→ Exercise requirements
Reproduce without any change the lines of the data below, starting at the line that contains "Each instance receives one keypoint. Annotate the man's face" and continuing through the end of the data, with both ends included.

★ ★ ★ ★

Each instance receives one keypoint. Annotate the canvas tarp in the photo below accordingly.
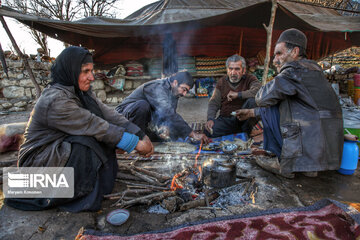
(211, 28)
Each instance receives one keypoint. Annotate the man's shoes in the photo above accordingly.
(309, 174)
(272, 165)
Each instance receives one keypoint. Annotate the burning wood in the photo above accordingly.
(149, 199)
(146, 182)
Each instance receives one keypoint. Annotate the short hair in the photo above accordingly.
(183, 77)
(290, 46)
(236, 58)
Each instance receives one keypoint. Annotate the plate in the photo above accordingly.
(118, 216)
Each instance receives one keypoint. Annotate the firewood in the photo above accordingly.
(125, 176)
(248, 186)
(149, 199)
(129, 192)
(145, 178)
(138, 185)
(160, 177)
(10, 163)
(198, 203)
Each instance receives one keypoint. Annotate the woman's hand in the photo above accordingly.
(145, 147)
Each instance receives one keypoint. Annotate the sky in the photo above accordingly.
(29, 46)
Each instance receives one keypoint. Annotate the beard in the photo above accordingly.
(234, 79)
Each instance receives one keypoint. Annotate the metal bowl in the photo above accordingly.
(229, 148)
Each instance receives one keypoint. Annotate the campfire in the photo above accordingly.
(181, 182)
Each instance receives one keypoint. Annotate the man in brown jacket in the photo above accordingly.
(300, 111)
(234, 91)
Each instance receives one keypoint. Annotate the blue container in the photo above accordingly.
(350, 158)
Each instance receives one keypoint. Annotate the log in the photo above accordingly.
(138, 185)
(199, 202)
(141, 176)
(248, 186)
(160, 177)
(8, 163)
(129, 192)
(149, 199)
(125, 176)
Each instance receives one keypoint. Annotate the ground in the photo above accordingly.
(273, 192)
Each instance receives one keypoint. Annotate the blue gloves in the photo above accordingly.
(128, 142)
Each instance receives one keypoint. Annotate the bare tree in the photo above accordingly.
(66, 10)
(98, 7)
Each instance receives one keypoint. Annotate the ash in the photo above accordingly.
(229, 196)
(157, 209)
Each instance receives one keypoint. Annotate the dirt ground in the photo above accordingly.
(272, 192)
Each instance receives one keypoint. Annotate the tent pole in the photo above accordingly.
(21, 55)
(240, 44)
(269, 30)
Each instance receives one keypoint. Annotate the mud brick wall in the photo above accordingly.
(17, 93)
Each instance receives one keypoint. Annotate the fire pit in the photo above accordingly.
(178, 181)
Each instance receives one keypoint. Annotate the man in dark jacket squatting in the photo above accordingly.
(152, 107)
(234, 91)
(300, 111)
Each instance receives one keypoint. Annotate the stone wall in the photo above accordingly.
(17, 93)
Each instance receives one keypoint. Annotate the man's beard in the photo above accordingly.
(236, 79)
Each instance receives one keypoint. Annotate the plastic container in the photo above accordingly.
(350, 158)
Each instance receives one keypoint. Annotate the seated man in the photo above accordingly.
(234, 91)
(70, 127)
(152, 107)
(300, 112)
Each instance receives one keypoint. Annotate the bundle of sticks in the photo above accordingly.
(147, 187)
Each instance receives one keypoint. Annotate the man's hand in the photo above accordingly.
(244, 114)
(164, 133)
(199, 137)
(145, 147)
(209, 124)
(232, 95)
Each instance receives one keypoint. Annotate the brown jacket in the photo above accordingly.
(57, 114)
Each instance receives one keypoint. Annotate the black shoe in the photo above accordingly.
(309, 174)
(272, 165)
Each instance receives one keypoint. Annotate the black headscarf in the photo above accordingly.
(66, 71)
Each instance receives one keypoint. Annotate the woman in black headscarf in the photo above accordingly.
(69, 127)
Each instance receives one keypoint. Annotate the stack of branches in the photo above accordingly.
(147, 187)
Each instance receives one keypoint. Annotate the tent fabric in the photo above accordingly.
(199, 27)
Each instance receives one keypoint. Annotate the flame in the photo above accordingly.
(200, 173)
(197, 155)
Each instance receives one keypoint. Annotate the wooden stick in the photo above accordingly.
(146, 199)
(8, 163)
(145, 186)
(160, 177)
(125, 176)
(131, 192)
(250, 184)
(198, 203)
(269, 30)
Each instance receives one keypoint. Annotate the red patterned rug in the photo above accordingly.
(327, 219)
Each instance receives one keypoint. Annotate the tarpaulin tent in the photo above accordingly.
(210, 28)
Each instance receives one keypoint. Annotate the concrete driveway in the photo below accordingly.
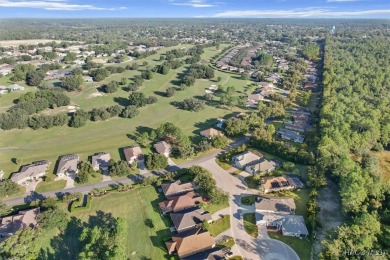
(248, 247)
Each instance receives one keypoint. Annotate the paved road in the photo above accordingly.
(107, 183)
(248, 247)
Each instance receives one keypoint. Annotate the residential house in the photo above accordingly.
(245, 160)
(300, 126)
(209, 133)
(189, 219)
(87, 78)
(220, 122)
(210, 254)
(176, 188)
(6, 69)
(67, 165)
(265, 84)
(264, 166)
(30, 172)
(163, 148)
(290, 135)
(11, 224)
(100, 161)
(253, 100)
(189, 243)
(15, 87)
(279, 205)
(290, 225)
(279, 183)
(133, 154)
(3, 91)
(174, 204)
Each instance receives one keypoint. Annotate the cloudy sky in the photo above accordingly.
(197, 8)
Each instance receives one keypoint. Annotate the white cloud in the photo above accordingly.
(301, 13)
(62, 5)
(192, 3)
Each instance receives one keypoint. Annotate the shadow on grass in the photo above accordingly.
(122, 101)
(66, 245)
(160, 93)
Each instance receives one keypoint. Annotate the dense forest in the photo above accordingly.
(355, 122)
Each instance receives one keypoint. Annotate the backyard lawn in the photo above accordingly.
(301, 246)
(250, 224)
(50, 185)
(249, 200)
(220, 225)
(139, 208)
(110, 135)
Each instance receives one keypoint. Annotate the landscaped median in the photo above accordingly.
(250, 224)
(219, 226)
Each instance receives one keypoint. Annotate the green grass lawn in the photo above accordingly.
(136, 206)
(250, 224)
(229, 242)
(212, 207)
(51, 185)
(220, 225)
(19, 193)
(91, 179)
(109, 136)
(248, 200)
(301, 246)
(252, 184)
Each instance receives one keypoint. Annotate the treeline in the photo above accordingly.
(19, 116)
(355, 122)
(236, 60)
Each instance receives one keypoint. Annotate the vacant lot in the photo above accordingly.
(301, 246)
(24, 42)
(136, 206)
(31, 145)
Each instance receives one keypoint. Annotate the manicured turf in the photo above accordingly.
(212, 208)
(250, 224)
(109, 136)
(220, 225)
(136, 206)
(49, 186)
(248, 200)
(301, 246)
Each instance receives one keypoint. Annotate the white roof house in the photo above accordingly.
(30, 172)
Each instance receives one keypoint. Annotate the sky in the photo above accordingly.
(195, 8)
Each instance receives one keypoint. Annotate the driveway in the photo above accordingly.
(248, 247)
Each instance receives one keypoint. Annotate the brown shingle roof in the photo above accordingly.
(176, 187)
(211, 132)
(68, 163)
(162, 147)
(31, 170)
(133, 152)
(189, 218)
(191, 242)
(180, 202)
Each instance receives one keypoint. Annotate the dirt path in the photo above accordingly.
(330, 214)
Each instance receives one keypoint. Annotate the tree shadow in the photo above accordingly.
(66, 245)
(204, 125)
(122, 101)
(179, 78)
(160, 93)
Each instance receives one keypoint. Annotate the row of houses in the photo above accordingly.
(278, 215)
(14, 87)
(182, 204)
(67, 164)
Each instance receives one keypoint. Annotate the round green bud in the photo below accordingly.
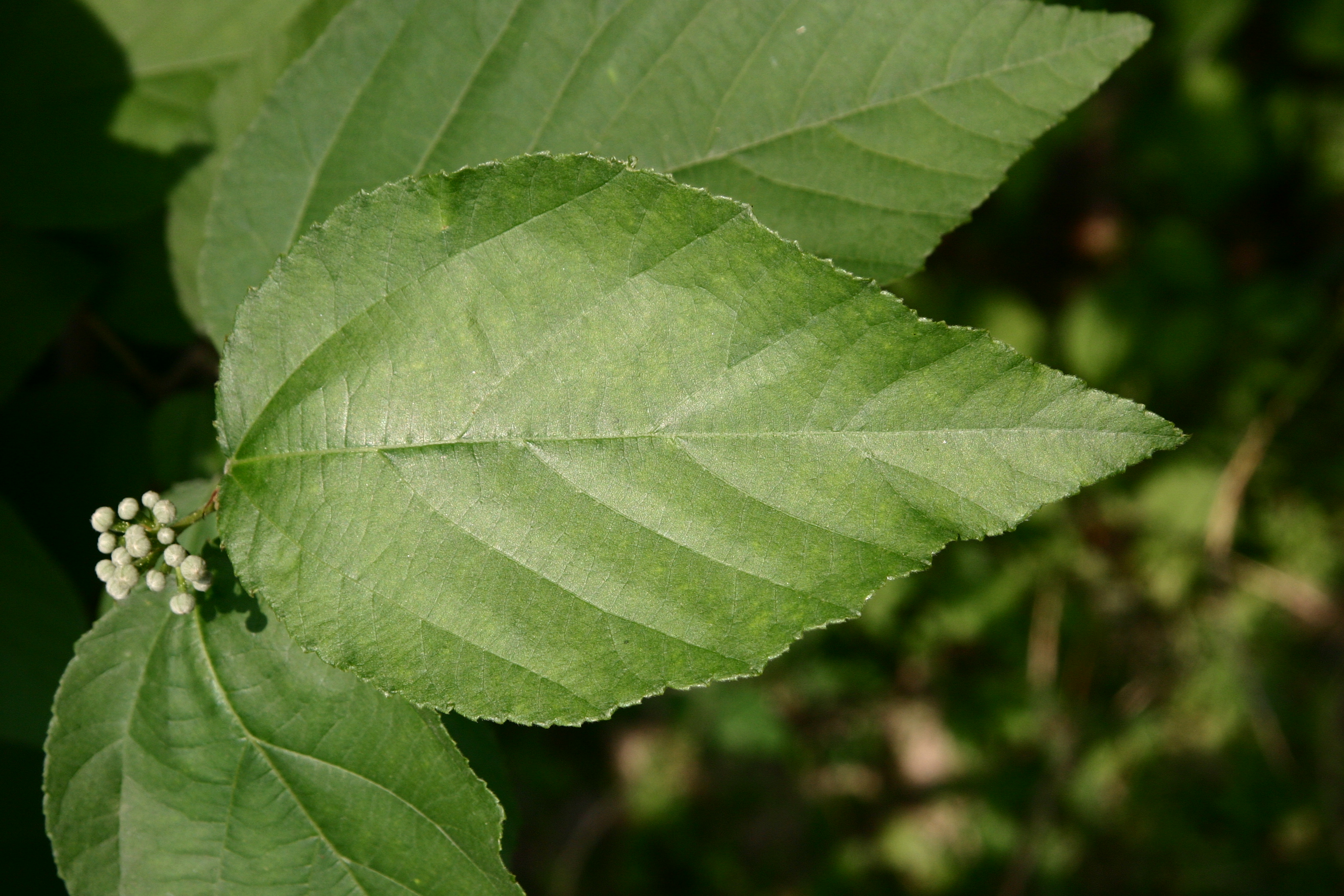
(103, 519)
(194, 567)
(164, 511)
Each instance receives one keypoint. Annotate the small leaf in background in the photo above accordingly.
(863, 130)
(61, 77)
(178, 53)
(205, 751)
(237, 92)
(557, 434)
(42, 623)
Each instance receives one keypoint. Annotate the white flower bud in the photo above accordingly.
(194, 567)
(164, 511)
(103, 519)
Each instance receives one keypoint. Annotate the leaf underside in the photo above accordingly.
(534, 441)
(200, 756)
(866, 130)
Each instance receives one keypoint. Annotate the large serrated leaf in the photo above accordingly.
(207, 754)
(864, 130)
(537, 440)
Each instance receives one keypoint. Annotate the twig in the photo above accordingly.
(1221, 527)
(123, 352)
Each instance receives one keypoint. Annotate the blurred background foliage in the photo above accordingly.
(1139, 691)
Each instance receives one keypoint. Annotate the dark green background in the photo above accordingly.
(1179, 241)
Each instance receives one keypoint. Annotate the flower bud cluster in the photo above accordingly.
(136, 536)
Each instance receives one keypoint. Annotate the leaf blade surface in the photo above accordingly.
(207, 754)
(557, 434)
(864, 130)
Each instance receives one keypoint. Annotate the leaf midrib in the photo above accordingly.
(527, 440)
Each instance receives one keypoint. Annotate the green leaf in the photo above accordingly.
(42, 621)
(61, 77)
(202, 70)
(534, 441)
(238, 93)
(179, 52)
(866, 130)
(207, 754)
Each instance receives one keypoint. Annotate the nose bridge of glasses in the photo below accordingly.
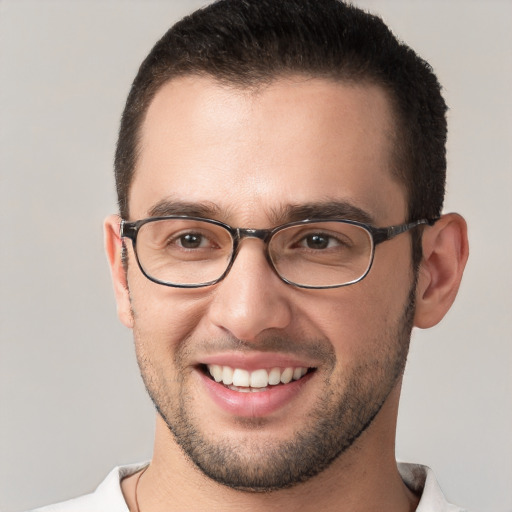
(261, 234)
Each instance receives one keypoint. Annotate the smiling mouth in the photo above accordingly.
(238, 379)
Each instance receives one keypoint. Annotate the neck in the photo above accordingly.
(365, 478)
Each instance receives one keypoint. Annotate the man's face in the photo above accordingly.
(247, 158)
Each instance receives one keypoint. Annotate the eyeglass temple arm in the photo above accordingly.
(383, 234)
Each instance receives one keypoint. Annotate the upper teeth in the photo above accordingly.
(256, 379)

★ ★ ★ ★

→ Solution to this problem
Each instance receives one keypoint. Annotate the man's face in the photo above accordingly.
(247, 158)
Each instance receives one keypoint. Annotate the eyeglass temple arm in the photo above accordingly.
(383, 234)
Each instance receives one keypoint. Annotate the upper teeth in the photo above accordingly.
(256, 379)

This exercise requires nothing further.